• [OBJECTIVE 1] Switch "relief" to "sculpture" in the stretch of the records from the line containing "Can you find the stone relief" through the end of the records, and give back only that stretch with everything else unchanged.

Start of QUOTED TEXT

Polar expedition to Saturn

Question

_{(NASA)                           (OMCA)}
 
      Saturn’s north pole has a hexagonal cloud boundary         Why we must go there

While deciding on our next home planet, let’s examine a mystery function $\boldsymbol{f(x,y)}$ discovered by a mathematical expedition to the hexagonal weather pattern on Saturn’s topside.

A positive test,  $f(x,y) = {\scriptsize\raise.4ex+}1 \kern1mu$, indicates an evenly triangular array of points above the clouds.

A subsurface probe,  $f(x,y) = -{\large\tfrac54} \kern1mu$, reveals a regular hexagonal array of points.   But we need a modulated survey,  $ f(x,y) = 1 {+} \, 3 \cos{\tiny\sqrt{\vphantom{\raise3.5ex~}\normalsize3}} \kern2mu r \kern1mu $, in order to account for the satellite view.

As this is part of a polar expedition,  $r = \sqrt{x^2 \! + y^2} \,$ and that last equation is the same as  $ f(x,y) = 1 {+} \, 3 \cos \! \sqrt{3 (x^2 \! + y^2)} \kern1mu \LARGE\raise-.4ex\strut $.   Its $y$- intercepts are difficult to specify but it crosses  $y = 0 \,$ at  $ \require{begingroup}\begingroup \def \3 {{ \tiny\sqrt{ \vphantom{\raise3ex~}\large 3 } }} \def \X#1{ {\pm}{ \large\tfrac{#1\pi}{3\3} \normalsize\,\raise.5ex{,} \, } } x = \X{ 2} \X{ 4} \X{ 8} \X{10} \X{14} \X{16} ~ \cdots \endgroup $

Laboratory measurements have determined that $f(x,y)$ contains 10 secret ingredients, each of which may be a variable, an operator, a trigonometric function, a decimal number, a symbolic constant, or a single bracket / fence such as left parenthesis, right brace, or absolute value bar. For example, $ 1 {+} \, 3 \cos \! \sqrt{3 (x^2 \! + y^2)} \, $ contains 13 ingredients.

So . . .        What is a 10 - ingredient formula for $~\boldsymbol{ f(x,y) }\,$?

In the spirit of scientific methodology, feel free to request a plot based on $f(x,y)$.   Another modulation,  $ f(x,y) = -\sin^2 \!{ \tfrac{\large 2} { \tfrac1{\large r} - \tfrac{1}{6\large\pi} } }\, $ for instance, can uncover some nuts and bolts.

End of QUOTED TEXT
Start of PROVIDED DATA

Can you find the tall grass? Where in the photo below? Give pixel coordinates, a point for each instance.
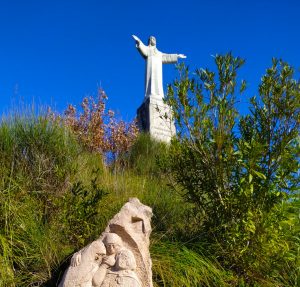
(56, 197)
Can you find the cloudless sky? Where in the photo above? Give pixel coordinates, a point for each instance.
(55, 52)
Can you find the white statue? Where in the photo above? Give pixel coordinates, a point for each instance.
(154, 60)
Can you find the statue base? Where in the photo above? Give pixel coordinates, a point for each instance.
(155, 117)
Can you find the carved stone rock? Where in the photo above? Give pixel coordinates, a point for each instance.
(120, 257)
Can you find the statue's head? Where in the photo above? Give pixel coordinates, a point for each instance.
(113, 243)
(152, 41)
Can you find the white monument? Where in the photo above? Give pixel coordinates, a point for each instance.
(154, 116)
(120, 257)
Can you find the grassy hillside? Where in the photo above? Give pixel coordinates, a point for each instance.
(56, 196)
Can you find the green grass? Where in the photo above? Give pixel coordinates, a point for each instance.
(55, 197)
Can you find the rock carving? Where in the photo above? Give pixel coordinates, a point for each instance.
(120, 257)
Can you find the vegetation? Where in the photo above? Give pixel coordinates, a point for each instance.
(225, 192)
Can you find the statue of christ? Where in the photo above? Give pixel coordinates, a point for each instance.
(154, 60)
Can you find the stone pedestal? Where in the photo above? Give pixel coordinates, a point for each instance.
(154, 117)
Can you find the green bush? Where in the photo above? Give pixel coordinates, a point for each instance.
(237, 170)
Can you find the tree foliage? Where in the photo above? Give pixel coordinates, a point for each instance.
(238, 171)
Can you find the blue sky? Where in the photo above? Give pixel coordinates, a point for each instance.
(56, 52)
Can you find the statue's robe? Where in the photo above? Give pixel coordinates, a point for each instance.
(153, 76)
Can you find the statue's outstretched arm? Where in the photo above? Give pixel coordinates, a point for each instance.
(171, 58)
(142, 48)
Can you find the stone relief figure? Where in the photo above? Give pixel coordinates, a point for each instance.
(154, 60)
(120, 257)
(120, 265)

End of PROVIDED DATA

• [OBJECTIVE 2] The Saturn puzzle names the kinds of thing each secret ingredient of the formula may be. List every kind it names.

• [TASK SOLUTION 1]
Can you find the stone sculpture figure? Where in the photo above? Give pixel coordinates, a point for each instance.
(154, 60)
(120, 257)
(120, 265)

• [TASK SOLUTION 2]
- a variable
- an operator
- a trigonometric function
- a decimal number
- a symbolic constant
- a single bracket / fence (such as a left parenthesis, right brace, or absolute value bar)